LA MENTA, EL SEÑOR CREOSOTA Y LA CIENCIA DE LOS PEDOS

 

Hay escenas que se quedan grabadas en la memoria colectiva. Una de ellas pertenece a El sentido de la vida, la película de los Monty Python estrenada en 1983. En un restaurante lujoso, un cliente descomunal, el señor Creosota, devora platos y más platos ante la mirada horrorizada de los camareros. La montaña humana parece incapaz de detenerse hasta que, al final, el maître (John Cleese con su imperturbable acento) le ofrece algo pequeño, casi insignificante: “¿Una fina oblea de menta?” Creosota acepta. Grave error. Tras engullirla, explota en una orgía de vísceras cinematográficas.

La escena es grotesca, repugnante y, por supuesto, divertidísima. Y, como suele ocurrir con la comedia británica, hay en ella un destello de verdad fisiológica. Porque los restaurantes de verdad suelen ofrecer mentas a sus clientes después de comer. No con la intención de provocar catástrofes, sino como un gesto amable hacia el aparato digestivo.

Una acumulación inevitable

Después de una comida copiosa, el intestino se convierte en una pequeña fábrica de gases. Parte del aire entra al tragar; parte del dióxido de carbono se genera cuando el ácido del estómago se neutraliza con el bicarbonato natural del intestino; y parte surge de la incesante labor de las bacterias intestinales, que fermentan lo que nuestro organismo no ha sabido digerir. El resultado es una mezcla explosiva de hidrógeno, metano y CO₂.

Este gas acumulado tiene un destino inevitable: salir. La única duda es cómo. Puede hacerlo de manera discreta, casi musical, o con una violencia digna de artillería pesada. Aquí entra en juego la menta.

Mentha aquatica en el Jardín de Medicinales del Jardín Botánico de la Universidad de Alcalá.

La menta como carminativo

La menta contiene aceites esenciales, especialmente el mentol, que actúan como carminativos. Es decir, sustancias que favorecen la expulsión de gases. Su mecanismo es sencillo y eficaz: ayudan a relajar los músculos del esfínter, lo que permite que los gases se liberen poco a poco, de forma constante y silenciosa, en lugar de acumulados y explosivos.

[Entradas de datos]:
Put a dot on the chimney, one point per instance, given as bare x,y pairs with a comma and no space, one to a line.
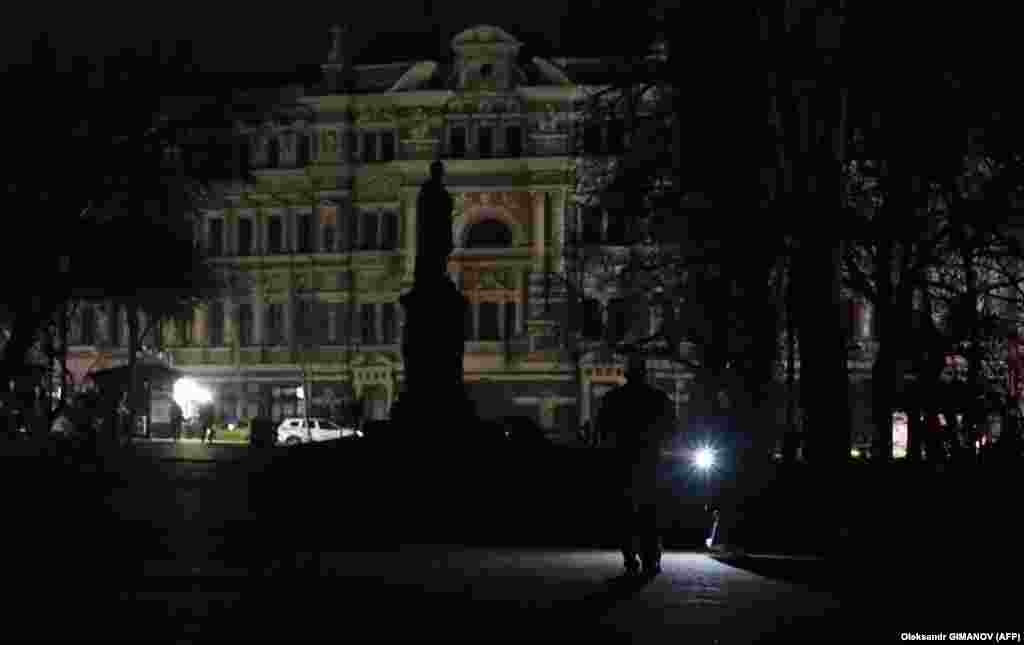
338,66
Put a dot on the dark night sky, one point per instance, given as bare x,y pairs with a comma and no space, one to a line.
276,37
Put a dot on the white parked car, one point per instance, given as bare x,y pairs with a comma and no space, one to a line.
294,431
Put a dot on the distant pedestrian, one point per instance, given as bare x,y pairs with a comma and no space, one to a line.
713,536
206,423
639,420
177,418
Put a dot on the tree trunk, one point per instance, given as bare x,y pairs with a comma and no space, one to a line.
133,348
883,378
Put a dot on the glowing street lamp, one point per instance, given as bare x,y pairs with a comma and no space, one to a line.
705,459
188,393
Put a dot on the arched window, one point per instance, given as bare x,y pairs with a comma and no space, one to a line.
488,233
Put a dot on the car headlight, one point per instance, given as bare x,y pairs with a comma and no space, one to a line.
705,458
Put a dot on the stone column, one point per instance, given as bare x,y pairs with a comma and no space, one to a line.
259,307
585,394
537,204
475,308
409,234
292,229
501,320
316,230
199,327
290,335
558,227
260,231
379,321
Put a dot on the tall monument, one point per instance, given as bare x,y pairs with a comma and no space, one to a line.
434,338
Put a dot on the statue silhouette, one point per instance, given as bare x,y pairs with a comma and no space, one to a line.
433,226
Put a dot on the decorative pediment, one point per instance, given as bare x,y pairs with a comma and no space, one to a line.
417,77
377,186
484,103
374,114
419,123
483,35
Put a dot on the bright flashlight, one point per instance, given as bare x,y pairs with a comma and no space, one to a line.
705,459
187,392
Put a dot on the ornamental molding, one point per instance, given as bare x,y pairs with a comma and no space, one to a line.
377,186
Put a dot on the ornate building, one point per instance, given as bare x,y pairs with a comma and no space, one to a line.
322,246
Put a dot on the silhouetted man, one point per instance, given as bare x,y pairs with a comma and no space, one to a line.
433,226
177,418
638,419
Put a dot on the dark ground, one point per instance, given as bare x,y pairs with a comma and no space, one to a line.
221,518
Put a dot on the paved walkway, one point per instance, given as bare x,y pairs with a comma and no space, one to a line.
448,591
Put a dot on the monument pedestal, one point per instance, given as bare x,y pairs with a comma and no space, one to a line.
433,403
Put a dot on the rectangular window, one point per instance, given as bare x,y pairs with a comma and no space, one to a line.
513,141
387,146
616,136
510,330
215,324
322,316
303,154
216,241
115,321
342,323
305,232
185,327
328,240
275,324
273,153
245,325
369,146
275,235
245,235
369,230
488,321
458,149
305,324
619,319
388,323
592,139
368,324
485,140
389,230
88,333
593,225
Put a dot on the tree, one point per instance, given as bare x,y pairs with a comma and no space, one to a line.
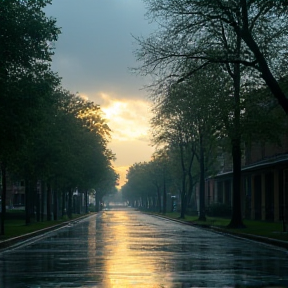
194,34
26,35
199,32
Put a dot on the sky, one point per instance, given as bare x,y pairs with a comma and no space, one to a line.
93,56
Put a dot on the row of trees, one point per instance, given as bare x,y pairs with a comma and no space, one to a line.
211,62
47,133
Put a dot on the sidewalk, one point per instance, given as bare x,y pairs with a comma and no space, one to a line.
238,234
18,240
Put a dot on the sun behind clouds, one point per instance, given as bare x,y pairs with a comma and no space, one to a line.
129,121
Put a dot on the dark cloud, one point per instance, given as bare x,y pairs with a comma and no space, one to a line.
95,49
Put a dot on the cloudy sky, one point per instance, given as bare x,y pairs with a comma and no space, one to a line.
93,56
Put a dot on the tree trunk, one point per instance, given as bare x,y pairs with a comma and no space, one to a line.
49,218
236,220
183,196
27,202
69,212
202,213
3,204
55,204
164,196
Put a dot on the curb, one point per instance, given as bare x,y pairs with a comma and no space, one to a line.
260,239
22,238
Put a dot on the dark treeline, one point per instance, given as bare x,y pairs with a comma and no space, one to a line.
53,140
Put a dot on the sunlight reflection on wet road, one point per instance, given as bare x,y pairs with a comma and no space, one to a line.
123,249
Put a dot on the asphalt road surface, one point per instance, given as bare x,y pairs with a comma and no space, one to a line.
125,248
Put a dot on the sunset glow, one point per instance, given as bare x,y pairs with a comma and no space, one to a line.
128,120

[Trabajo por hacer]:
A – Extrae del texto sobre la menta y los gases el fragmento que empieza en "La menta contiene" y termina en "acumulados y explosivos.".
B – Escribe la continuación del texto sobre la menta y los gases a partir de su última frase.
Los ítems no tienen ningún papel en esto.

[Soluciones del ejercicio]:
A –
La menta contiene aceites esenciales, especialmente el mentol, que actúan como carminativos. Es decir, sustancias que favorecen la expulsión de gases. Su mecanismo es sencillo y eficaz: ayudan a relajar los músculos del esfínter, lo que permite que los gases se liberen poco a poco, de forma constante y silenciosa, en lugar de acumulados y explosivos.

B –
En otras palabras: la menta convierte al intestino en un clarinete en lugar de un cañón.

Por eso, tras los banquetes —y también en los restaurantes finos— ofrecer mentas no es solo una cuestión de cortesía aromática. Es un recurso ancestral de higiene social: ayuda a que los comensales salgan más ligeros y, sobre todo, más discretos.

Un remedio con historia

El uso medicinal de la menta se remonta a la Antigüedad. Los griegos la empleaban como digestivo; los árabes la mezclaban con té; en la Edad Media era planta de boticario, presente en los huertos monásticos. Su doble función —refrescar el aliento y calmar los intestinos— la convirtió en habitual en banquetes y celebraciones.

Hoy seguimos la costumbre casi sin pensar: caramelos de menta en los restaurantes, infusiones después de una cena pesada, chicles mentolados en el bolsillo. Sin saberlo, reproducimos un ritual que mezcla farmacología y urbanidad.

Ciencia y comedia

La ciencia de la menta explica en parte por qué la escena del señor Creosota resulta tan memorable. Ofrecerle una oblea de menta a un hombre que estaba ya a punto de reventar no era solo humor negro, era un guiño fisiológico: la última chispa que encendía la pólvora acumulada en su interior.

Afortunadamente, en la vida real el desenlace es menos escandaloso. Una infusión de menta o un caramelo mentolado suelen bastar para suavizar la digestión y evitar que el aire atrapado se convierta en un espectáculo sonoro. La comedia queda en el cine; la discreción, en la mesa.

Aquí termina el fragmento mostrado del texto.